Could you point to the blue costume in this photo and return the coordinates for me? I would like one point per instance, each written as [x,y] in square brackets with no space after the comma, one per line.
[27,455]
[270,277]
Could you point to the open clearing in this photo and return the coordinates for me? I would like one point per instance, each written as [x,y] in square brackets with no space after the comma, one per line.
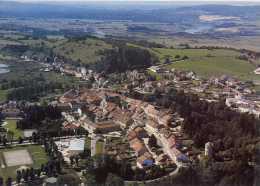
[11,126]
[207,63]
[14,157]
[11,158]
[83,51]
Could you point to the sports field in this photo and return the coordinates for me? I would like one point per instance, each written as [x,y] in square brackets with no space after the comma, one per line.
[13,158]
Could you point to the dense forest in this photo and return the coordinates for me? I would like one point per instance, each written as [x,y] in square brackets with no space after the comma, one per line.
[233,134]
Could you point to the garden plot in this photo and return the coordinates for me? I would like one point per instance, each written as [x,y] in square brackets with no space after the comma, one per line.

○ ○ ○ ○ ○

## WORK TO BE COMPLETED
Rewrite every line of the items above with their wording unchanged, and shift each x and y coordinate in the answer points up by 137. Leave the pictures out.

## OUTPUT FOR THIS TASK
Could you point to the blue costume in this photo and return the coordinates for me? I would like one point per instance, each written as [x,y] in square brackets with no space after the comma, one per line.
[164,592]
[407,414]
Could you point to the open clearing in this photo and return the coordinates for me? I would like one point per instance, each written as [x,y] in square brackets with no space after the comma, one per line.
[148,263]
[344,200]
[151,294]
[148,295]
[220,188]
Could you point to the sports field in this photo and return the coordinates for me? I would like one point per instance, each written as [x,y] in square brackets with no space after the comma, one per line.
[150,295]
Could you point to the dense forest in this photo and return the coordinates for me? I would like one point per instance, each written as [x,y] in square brackets with no space after the comma, one per line.
[370,271]
Could you point to the garden plot in this photo and return the coordinates for me? I would like one point per instance, each written as [x,y] in square brackets with no space after the comma, one per line.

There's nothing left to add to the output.